ACTION ITEM:
Write out exactly the lines below that run from the one containing "One point goes on each instance of the tie" through the one containing "One point goes on each instance of the finger, as", both included, with no other lines.

Extracted records:
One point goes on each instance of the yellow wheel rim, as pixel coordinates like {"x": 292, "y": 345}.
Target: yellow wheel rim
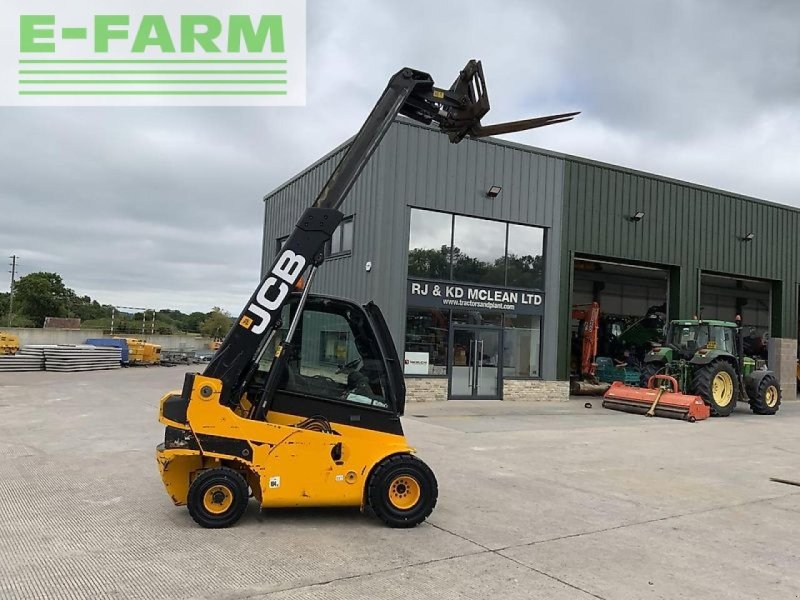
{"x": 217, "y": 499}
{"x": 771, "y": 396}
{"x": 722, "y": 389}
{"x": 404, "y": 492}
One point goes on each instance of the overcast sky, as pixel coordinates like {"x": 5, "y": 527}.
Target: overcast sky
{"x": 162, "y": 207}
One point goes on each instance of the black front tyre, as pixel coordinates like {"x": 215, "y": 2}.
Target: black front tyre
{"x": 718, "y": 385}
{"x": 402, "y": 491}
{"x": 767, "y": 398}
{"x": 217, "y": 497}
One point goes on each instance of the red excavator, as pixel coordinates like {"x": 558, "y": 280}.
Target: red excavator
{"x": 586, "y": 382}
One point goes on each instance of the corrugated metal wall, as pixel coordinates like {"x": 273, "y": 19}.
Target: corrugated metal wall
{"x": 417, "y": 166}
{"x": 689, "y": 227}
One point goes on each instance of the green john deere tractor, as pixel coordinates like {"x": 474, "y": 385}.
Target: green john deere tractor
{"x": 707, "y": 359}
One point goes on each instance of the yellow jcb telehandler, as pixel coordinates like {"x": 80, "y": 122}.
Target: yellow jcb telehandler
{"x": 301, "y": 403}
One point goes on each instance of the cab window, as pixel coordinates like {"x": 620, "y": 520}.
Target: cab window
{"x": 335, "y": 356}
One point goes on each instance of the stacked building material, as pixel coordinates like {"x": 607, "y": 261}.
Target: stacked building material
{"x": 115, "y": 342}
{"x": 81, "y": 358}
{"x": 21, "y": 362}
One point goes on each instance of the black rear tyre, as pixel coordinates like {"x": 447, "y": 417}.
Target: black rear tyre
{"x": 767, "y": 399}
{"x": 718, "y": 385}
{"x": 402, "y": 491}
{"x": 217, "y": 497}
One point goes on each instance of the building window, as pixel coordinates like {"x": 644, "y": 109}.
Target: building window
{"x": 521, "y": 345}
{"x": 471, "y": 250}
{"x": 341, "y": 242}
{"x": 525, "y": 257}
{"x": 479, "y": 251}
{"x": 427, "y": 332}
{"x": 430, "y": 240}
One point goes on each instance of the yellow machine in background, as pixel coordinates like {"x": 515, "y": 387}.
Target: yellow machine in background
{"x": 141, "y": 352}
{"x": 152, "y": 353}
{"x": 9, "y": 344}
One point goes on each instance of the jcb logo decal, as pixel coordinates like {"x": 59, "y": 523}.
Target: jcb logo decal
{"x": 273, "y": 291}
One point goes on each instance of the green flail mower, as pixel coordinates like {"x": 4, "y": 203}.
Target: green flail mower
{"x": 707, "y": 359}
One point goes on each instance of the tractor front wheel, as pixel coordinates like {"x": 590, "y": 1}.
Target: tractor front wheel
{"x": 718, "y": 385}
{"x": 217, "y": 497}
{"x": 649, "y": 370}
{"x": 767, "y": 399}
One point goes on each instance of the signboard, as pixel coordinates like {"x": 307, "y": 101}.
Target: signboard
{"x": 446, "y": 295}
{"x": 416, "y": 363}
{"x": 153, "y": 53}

...

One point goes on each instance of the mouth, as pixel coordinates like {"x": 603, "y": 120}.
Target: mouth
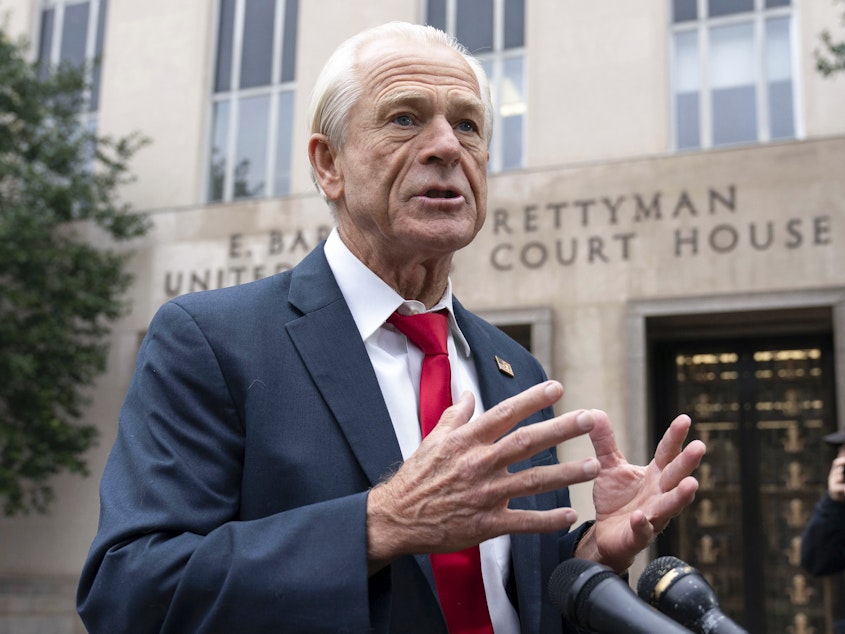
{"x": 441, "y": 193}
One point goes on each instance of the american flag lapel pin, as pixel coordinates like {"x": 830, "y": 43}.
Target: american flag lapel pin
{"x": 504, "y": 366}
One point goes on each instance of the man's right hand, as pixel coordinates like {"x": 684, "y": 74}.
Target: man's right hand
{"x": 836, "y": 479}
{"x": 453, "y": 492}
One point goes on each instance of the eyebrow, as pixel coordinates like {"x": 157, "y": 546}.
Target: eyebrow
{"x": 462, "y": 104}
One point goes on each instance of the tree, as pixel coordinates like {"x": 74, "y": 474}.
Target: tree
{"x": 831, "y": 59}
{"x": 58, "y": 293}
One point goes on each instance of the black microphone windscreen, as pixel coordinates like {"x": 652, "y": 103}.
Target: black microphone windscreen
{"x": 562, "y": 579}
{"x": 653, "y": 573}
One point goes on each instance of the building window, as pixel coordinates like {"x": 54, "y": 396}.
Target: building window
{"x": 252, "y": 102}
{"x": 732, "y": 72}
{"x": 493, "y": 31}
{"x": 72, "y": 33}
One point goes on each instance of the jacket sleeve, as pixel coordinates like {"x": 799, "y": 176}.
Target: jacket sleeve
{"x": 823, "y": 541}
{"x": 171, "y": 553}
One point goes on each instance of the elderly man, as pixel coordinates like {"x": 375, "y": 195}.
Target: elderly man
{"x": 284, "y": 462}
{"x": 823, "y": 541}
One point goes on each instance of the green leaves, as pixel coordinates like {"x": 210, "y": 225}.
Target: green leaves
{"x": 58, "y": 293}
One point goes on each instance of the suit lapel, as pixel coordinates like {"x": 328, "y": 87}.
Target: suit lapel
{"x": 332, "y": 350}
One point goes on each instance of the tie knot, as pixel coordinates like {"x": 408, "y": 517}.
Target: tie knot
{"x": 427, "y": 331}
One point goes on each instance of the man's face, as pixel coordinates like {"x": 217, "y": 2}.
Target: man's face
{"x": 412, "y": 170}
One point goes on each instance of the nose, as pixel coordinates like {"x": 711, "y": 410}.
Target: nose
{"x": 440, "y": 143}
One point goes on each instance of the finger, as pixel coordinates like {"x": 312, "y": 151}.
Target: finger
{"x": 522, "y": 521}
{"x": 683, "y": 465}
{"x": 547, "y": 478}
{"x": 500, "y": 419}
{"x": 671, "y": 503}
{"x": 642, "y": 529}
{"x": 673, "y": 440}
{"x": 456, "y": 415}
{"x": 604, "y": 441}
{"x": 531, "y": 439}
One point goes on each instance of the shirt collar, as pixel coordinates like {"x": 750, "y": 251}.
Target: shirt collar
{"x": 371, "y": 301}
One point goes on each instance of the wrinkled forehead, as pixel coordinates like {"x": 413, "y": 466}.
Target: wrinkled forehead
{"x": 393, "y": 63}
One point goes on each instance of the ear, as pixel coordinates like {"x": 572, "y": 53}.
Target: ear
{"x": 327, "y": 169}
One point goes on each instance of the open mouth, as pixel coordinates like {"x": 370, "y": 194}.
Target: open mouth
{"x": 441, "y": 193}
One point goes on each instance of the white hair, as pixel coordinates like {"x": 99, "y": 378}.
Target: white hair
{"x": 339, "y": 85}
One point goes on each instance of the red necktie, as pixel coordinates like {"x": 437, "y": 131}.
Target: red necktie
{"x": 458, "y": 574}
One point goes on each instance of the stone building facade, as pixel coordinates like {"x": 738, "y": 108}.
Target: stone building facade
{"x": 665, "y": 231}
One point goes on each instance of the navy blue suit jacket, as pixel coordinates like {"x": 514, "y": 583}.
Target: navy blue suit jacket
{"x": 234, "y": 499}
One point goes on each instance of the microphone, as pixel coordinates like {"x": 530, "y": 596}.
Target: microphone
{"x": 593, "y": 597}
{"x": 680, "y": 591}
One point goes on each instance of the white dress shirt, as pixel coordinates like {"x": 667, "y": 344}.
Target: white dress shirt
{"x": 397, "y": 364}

WRITTEN ANSWER:
One point goes on each instance of the tie knot, as pixel coordinates like {"x": 408, "y": 517}.
Target: tie knot
{"x": 427, "y": 331}
One point goes on each instance of the man's face, as pixel coordinates like {"x": 217, "y": 2}.
Target: man's face
{"x": 412, "y": 170}
One point goes on each instance of the nose, as pixel coordinates like {"x": 711, "y": 410}.
Target: nose
{"x": 440, "y": 143}
One point goes on each instance of the finger, as pixel coordinates like {"x": 312, "y": 151}.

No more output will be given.